» **EXERCISE TASK**
Transcribe word for word the lines spanning the line with "the **foliage**, I" through the end of the records.

────────────────────

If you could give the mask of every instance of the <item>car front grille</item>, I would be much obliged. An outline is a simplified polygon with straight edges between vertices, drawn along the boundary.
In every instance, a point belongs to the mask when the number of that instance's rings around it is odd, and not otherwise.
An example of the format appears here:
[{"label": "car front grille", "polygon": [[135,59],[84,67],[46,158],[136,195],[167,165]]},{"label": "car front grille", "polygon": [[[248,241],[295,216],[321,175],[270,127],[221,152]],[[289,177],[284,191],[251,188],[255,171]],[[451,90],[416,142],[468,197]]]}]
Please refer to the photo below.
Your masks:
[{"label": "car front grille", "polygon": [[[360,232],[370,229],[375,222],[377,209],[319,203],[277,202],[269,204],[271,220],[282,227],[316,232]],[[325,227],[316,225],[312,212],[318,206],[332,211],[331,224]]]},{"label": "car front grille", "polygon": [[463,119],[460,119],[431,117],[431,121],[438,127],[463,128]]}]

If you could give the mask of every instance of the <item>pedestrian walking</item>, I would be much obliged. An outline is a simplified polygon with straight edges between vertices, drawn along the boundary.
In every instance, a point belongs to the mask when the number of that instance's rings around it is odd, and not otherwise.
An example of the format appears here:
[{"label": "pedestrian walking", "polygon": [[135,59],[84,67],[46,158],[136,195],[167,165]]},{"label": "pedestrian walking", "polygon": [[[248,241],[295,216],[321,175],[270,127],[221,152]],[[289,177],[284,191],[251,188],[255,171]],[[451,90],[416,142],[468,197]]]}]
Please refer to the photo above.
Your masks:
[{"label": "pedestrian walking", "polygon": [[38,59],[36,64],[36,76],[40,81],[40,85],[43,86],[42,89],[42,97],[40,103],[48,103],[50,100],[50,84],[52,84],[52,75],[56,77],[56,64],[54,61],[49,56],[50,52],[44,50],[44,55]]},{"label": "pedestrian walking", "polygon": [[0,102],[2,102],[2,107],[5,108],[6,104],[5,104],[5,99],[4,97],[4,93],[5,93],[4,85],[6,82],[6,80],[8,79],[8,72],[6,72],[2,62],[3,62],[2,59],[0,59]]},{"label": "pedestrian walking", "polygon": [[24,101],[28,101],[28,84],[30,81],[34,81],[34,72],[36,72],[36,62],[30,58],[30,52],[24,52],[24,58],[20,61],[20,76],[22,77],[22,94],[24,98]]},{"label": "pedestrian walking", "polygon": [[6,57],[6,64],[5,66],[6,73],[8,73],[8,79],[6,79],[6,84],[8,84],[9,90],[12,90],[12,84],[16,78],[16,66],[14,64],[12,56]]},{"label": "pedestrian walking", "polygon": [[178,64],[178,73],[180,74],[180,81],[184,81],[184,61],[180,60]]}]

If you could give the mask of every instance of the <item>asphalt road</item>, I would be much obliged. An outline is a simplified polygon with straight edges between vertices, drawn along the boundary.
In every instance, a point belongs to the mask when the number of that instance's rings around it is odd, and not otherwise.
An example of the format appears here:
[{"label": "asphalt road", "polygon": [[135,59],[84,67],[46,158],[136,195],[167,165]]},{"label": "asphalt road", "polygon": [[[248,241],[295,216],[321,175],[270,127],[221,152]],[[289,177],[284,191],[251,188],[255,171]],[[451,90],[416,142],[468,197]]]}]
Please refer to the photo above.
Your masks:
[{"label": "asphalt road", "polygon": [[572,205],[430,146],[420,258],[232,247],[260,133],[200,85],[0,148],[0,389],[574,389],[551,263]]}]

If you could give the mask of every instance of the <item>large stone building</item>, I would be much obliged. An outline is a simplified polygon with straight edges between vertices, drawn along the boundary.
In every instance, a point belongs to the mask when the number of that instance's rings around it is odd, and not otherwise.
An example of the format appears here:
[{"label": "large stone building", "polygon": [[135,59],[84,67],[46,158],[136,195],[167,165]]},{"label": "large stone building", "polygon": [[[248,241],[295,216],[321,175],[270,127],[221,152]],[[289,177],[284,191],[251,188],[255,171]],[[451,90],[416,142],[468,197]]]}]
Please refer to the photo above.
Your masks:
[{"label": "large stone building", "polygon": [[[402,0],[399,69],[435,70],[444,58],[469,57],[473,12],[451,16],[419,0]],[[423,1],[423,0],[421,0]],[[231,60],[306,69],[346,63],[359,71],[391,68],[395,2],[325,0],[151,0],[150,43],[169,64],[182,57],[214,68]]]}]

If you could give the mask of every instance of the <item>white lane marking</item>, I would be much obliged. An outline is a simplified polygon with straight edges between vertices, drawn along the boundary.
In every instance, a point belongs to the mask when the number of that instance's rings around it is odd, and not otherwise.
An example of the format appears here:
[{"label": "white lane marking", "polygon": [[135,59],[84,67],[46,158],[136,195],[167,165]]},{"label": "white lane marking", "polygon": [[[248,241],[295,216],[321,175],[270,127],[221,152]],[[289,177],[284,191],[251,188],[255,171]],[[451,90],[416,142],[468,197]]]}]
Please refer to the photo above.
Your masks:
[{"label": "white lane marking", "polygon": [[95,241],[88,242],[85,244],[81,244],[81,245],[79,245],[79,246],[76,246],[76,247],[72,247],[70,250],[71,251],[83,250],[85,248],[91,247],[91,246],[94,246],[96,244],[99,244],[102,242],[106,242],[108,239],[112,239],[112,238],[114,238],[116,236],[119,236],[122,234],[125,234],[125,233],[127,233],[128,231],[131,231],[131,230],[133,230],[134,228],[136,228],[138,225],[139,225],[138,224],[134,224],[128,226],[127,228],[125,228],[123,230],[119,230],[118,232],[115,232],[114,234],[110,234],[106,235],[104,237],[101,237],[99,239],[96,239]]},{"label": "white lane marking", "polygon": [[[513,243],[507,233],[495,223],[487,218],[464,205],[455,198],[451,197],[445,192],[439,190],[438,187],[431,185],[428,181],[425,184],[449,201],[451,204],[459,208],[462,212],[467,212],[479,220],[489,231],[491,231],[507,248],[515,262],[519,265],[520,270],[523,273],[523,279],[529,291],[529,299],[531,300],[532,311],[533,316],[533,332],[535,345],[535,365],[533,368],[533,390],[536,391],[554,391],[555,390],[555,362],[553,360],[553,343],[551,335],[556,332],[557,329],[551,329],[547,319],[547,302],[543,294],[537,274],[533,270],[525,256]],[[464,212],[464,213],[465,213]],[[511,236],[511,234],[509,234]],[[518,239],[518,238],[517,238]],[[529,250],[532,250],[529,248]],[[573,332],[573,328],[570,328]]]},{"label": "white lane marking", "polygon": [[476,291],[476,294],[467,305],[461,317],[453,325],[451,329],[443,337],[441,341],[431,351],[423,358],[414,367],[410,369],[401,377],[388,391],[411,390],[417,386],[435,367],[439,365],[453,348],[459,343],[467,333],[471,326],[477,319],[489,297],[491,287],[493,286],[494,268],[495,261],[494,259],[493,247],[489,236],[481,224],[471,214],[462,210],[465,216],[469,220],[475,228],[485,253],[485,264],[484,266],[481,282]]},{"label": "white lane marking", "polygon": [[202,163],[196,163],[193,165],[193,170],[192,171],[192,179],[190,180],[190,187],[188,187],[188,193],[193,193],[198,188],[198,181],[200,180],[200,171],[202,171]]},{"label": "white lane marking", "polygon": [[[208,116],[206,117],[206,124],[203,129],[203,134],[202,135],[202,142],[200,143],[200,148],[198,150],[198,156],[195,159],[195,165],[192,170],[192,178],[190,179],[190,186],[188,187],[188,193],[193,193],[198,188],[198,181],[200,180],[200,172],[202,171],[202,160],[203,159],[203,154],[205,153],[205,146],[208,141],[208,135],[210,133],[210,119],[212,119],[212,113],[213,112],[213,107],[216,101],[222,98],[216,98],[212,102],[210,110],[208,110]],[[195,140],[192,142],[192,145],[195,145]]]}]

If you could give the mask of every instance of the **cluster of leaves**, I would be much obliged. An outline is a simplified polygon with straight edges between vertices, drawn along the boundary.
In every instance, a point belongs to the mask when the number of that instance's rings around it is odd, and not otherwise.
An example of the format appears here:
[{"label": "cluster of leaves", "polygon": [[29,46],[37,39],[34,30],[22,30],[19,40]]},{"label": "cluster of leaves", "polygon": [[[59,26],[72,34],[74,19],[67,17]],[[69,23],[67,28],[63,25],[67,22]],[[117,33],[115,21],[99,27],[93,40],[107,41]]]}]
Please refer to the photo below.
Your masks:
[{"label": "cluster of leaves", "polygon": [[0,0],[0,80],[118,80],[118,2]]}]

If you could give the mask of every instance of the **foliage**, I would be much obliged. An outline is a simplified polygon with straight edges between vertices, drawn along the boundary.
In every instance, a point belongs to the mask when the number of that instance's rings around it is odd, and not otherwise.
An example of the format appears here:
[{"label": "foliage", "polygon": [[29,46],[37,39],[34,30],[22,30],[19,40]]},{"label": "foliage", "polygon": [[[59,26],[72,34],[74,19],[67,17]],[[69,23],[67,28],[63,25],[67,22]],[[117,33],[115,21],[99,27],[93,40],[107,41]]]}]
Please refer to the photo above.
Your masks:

────────────────────

» **SOLUTION FOR THIS EXERCISE**
If you could give the mask of every instance of the **foliage**, I would be much obliged. An outline is a simplified polygon with straight edges between vertices, drawn along the boundary.
In every instance, a point belongs to the mask when the number of that instance's rings around it is odd, and not otherwise.
An example of the format appears here:
[{"label": "foliage", "polygon": [[29,46],[37,39],[34,30],[22,30],[19,40]]},{"label": "foliage", "polygon": [[[59,26],[72,34],[74,19],[67,17]],[[69,23],[67,28],[63,25],[67,22]],[[117,33],[115,21],[99,27],[93,40],[107,41]]]}]
Please refer to the photo above.
Your masks:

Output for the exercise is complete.